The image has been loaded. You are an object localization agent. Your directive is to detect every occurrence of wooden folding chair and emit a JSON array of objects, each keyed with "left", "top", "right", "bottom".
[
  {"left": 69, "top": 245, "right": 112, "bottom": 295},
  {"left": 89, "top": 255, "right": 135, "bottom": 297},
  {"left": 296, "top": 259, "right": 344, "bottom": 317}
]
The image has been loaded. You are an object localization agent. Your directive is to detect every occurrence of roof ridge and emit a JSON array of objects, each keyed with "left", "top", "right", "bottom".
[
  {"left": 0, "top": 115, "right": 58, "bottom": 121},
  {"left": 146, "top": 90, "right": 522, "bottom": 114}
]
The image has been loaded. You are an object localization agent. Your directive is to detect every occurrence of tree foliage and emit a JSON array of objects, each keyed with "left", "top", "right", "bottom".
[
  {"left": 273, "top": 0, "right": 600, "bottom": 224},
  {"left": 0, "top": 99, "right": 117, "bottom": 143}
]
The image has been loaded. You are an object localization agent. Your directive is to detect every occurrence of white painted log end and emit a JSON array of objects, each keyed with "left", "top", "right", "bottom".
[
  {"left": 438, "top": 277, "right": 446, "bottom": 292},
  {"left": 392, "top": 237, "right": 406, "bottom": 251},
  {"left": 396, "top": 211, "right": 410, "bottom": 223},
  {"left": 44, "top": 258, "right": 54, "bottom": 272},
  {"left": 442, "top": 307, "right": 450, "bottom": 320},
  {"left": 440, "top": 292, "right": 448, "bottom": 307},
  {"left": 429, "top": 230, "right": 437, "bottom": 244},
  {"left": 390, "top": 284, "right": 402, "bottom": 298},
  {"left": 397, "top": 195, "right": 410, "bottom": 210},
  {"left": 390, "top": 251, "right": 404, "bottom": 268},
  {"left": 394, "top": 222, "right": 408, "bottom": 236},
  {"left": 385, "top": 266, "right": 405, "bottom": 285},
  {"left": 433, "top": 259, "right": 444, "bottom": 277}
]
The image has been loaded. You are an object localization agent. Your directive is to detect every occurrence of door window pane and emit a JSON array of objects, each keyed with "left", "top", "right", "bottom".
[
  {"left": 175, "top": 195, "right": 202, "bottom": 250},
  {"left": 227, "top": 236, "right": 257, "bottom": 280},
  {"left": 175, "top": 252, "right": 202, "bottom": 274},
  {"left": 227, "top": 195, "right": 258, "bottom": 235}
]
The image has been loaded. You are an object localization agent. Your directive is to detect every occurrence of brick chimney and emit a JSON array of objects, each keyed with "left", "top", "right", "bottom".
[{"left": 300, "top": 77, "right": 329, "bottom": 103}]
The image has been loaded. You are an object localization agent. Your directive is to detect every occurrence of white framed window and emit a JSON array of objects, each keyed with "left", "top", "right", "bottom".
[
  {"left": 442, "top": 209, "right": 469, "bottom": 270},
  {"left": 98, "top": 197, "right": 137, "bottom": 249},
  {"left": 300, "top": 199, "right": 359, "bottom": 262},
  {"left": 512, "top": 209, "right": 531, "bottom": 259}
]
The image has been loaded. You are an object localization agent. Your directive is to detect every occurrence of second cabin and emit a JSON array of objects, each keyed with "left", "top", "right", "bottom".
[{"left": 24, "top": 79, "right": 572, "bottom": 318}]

**OBJECTIVE**
Convert every line of the items above into a JSON list of strings, one string per line, and leave out any blank lines.

**SOLVED PROBLEM**
[
  "The image has been loaded. You are an object localization agent. Your directive is to detect every occurrence of wooden folding chair and emit a JSON array of objects, each keyed with \"left\", \"top\", \"right\", \"bottom\".",
  "[",
  "  {\"left\": 69, \"top\": 245, \"right\": 112, \"bottom\": 295},",
  "  {\"left\": 89, \"top\": 255, \"right\": 135, \"bottom\": 297},",
  "  {\"left\": 296, \"top\": 259, \"right\": 344, \"bottom\": 317}",
  "]",
  "The image has been loaded. You are an object localization agent. Your directive is to detect every occurrence of roof ridge and emit a JSON array of objects, each keyed with \"left\", \"top\", \"right\", \"bottom\".",
  "[",
  "  {\"left\": 0, \"top\": 115, \"right\": 58, \"bottom\": 121},",
  "  {\"left\": 146, \"top\": 90, \"right\": 522, \"bottom\": 114}",
  "]",
  "The image has been loaded. You are an object localization agent. Your directive is to detect every occurrence of tree foliage and emit a JSON array of objects, each keyed with \"left\", \"top\", \"right\", \"bottom\".",
  "[",
  "  {\"left\": 273, \"top\": 0, \"right\": 600, \"bottom\": 224},",
  "  {\"left\": 0, \"top\": 99, \"right\": 117, \"bottom\": 143}",
  "]",
  "The image has been loaded. You are an object localization agent. Your directive is to detect every occurrence of white painted log end and emit a JSON array of objects, each keyed with \"left\", \"top\", \"right\", \"bottom\".",
  "[",
  "  {\"left\": 438, \"top\": 277, \"right\": 446, \"bottom\": 292},",
  "  {\"left\": 392, \"top\": 237, \"right\": 406, \"bottom\": 251},",
  "  {\"left\": 396, \"top\": 211, \"right\": 410, \"bottom\": 223},",
  "  {\"left\": 44, \"top\": 258, \"right\": 54, \"bottom\": 272},",
  "  {\"left\": 442, \"top\": 307, \"right\": 450, \"bottom\": 320},",
  "  {\"left\": 440, \"top\": 292, \"right\": 448, \"bottom\": 307},",
  "  {\"left\": 429, \"top\": 230, \"right\": 437, \"bottom\": 244},",
  "  {\"left\": 390, \"top\": 284, \"right\": 402, \"bottom\": 298},",
  "  {\"left\": 397, \"top\": 195, \"right\": 410, \"bottom\": 210},",
  "  {\"left\": 390, \"top\": 251, \"right\": 404, \"bottom\": 268},",
  "  {\"left\": 394, \"top\": 222, \"right\": 408, \"bottom\": 236},",
  "  {\"left\": 385, \"top\": 266, \"right\": 405, \"bottom\": 285},",
  "  {\"left\": 433, \"top\": 259, \"right\": 444, \"bottom\": 277}",
  "]",
  "The image has been loaded. You are an object localization agent. Your directive is to detect every occurrence of door window pane and emit a JSON array of objects, each keyed with \"left\", \"top\", \"right\", \"bottom\".",
  "[",
  "  {\"left\": 175, \"top\": 195, \"right\": 202, \"bottom\": 250},",
  "  {\"left\": 227, \"top\": 236, \"right\": 257, \"bottom\": 280},",
  "  {\"left\": 175, \"top\": 252, \"right\": 202, \"bottom\": 274},",
  "  {\"left\": 227, \"top\": 195, \"right\": 258, \"bottom\": 235}",
  "]",
  "The image has been loaded. You are an object localization agent. Your directive is to detect every occurrence of brick chimney and emit a JSON array of objects, each keyed with \"left\", \"top\", \"right\", \"bottom\".",
  "[{\"left\": 300, \"top\": 77, \"right\": 329, \"bottom\": 103}]",
  "The image has been loaded. You are an object localization agent. Your directive is to detect every occurrence of white framed window and emit a JSON array of objects, each keyed with \"left\", \"top\", \"right\", \"bottom\".",
  "[",
  "  {\"left\": 442, \"top\": 209, \"right\": 469, \"bottom\": 270},",
  "  {\"left\": 98, \"top\": 197, \"right\": 137, \"bottom\": 249},",
  "  {\"left\": 300, \"top\": 199, \"right\": 359, \"bottom\": 262},",
  "  {\"left\": 512, \"top\": 209, \"right\": 531, \"bottom\": 259}",
  "]",
  "The image has been loaded. You are an object localization agent. Your directive is to detect every occurrence of second cabin and emit a JSON array of objects, each keyed with \"left\", \"top\", \"right\", \"bottom\".",
  "[{\"left\": 24, \"top\": 79, \"right\": 572, \"bottom\": 318}]"
]